Metric Collection Optimization

KEDA + Prometheus: Event-Driven Scaling (1-3s Response)

KEDA polls Prometheus metrics at 1-3 second intervals to achieve ultra-fast scaling.

apiVersion: keda.sh/v1alpha1
kind: ScaledObject
metadata:
  name: ultra-fast-scaler
spec:
  scaleTargetRef:
    apiVersion: apps/v1
    kind: Deployment
    name: web-app

  pollingInterval: 2  # Poll every 2 seconds
  cooldownPeriod: 60
  minReplicaCount: 10
  maxReplicaCount: 1000

  triggers:
  - type: prometheus
    metadata:
      serverAddress: http://prometheus:9090
      metricName: http_requests_per_second
      query: |
        sum(rate(http_requests_total[30s])) by (service)
      threshold: "100"

  - type: prometheus
    metadata:
      serverAddress: http://prometheus:9090
      metricName: p99_latency_ms
      query: |
        histogram_quantile(0.99,
          sum(rate(http_request_duration_seconds_bucket[30s])) by (le)

----

● **Goal**: According to the KEDA configuration excerpt above, what is the maximum replica count set for the scaler?

----

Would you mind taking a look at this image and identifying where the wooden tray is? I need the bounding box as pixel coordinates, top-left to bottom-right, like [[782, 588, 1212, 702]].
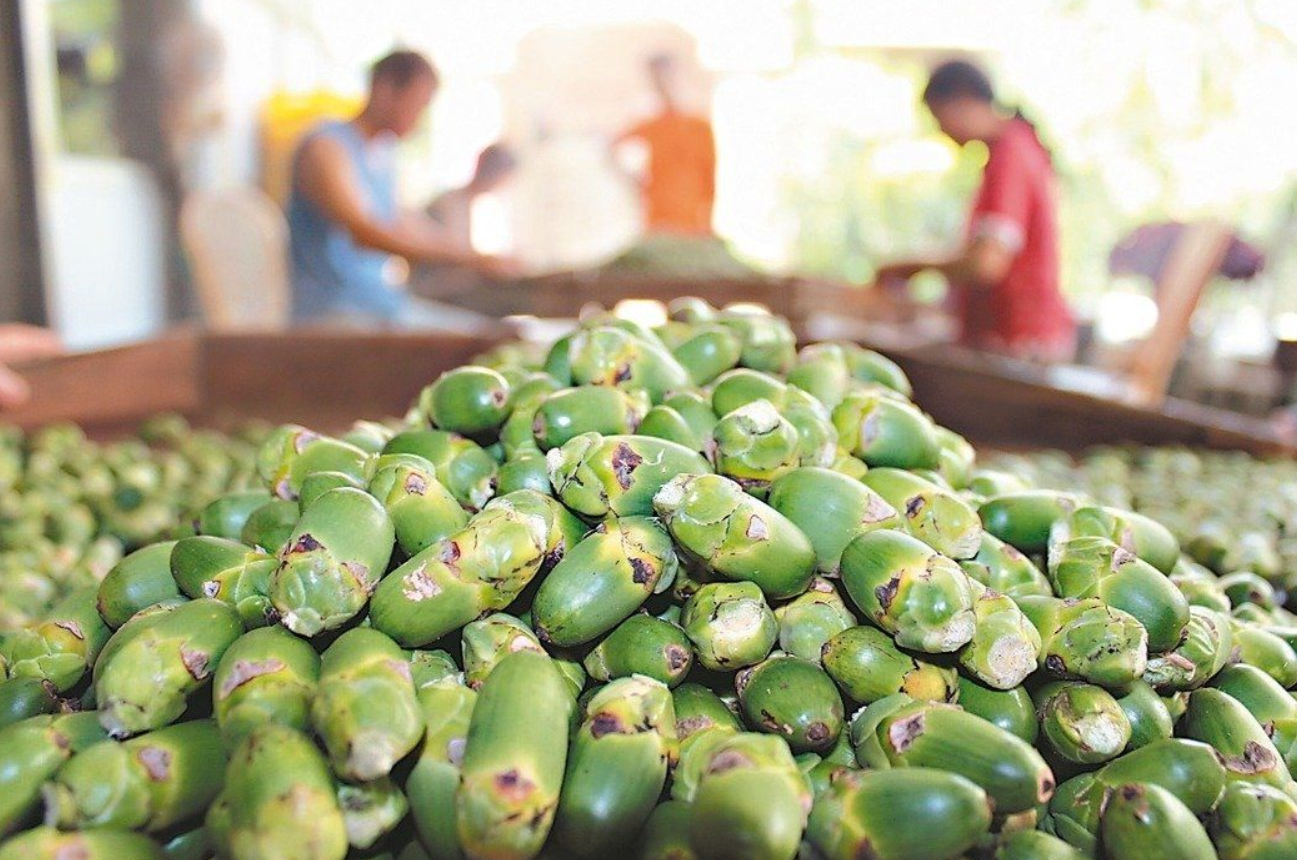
[[0, 331, 499, 436], [0, 324, 1297, 455]]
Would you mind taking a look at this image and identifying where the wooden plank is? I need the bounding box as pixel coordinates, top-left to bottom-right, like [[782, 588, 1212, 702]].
[[887, 346, 1297, 455], [420, 272, 798, 319], [0, 332, 202, 435], [4, 331, 1297, 455], [201, 331, 499, 432], [0, 0, 48, 324]]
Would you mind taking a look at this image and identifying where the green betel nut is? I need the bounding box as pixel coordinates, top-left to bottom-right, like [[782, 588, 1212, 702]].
[[1018, 597, 1149, 689], [833, 389, 942, 468], [842, 531, 975, 652], [96, 542, 182, 629], [774, 579, 856, 663], [311, 628, 423, 781], [44, 720, 226, 833], [689, 733, 811, 860], [1101, 782, 1217, 860], [860, 468, 982, 559], [405, 681, 477, 860], [654, 475, 815, 599], [546, 433, 711, 519], [958, 581, 1040, 690], [270, 488, 396, 637], [960, 532, 1053, 599], [206, 725, 348, 860], [459, 612, 545, 690], [735, 654, 844, 752], [768, 467, 900, 576], [211, 625, 320, 750], [851, 695, 1054, 815], [0, 585, 113, 693], [821, 625, 960, 704], [805, 768, 991, 860], [1035, 681, 1131, 764], [0, 828, 165, 860], [95, 598, 244, 737], [368, 454, 468, 555], [680, 582, 779, 672], [1095, 738, 1237, 815], [171, 534, 279, 628], [455, 651, 575, 860], [419, 364, 510, 436], [1049, 537, 1189, 651], [707, 400, 799, 498], [1208, 782, 1297, 860], [554, 677, 676, 857], [532, 387, 649, 451], [584, 614, 694, 687], [532, 516, 677, 647]]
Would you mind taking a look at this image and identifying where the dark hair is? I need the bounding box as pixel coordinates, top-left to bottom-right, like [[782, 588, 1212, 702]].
[[370, 51, 437, 90], [475, 143, 518, 179], [923, 60, 995, 105]]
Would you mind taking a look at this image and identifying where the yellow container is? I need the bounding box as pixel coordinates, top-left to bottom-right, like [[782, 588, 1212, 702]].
[[261, 90, 364, 206]]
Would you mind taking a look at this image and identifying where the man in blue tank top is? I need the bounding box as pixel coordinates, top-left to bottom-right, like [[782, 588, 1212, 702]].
[[288, 51, 512, 326]]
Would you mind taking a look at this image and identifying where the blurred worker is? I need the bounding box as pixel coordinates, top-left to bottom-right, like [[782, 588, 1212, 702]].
[[425, 143, 518, 248], [0, 323, 62, 411], [877, 61, 1075, 361], [288, 51, 512, 327], [613, 54, 716, 236]]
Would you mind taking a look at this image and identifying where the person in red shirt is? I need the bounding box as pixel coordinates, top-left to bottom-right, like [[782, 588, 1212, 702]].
[[612, 53, 716, 236], [875, 60, 1077, 361]]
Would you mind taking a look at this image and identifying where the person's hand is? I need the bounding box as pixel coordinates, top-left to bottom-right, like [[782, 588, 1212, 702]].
[[0, 323, 64, 362], [0, 364, 31, 412], [476, 254, 525, 280], [874, 262, 925, 292]]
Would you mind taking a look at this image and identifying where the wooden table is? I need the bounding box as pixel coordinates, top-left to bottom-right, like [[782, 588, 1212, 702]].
[[0, 329, 499, 436], [4, 322, 1297, 454]]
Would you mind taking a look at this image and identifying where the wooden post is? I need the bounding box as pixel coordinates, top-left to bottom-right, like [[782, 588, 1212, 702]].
[[0, 0, 48, 326], [1128, 221, 1232, 406]]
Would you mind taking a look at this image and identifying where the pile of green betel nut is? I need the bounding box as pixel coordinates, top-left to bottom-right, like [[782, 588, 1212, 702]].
[[0, 415, 268, 630], [0, 300, 1297, 860], [999, 446, 1297, 590]]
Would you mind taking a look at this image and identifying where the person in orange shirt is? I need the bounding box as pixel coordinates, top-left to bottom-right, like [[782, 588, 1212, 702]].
[[613, 54, 716, 236]]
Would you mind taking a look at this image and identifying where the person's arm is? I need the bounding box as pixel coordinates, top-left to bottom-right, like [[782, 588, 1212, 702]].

----

● **Finished exercise**: 1000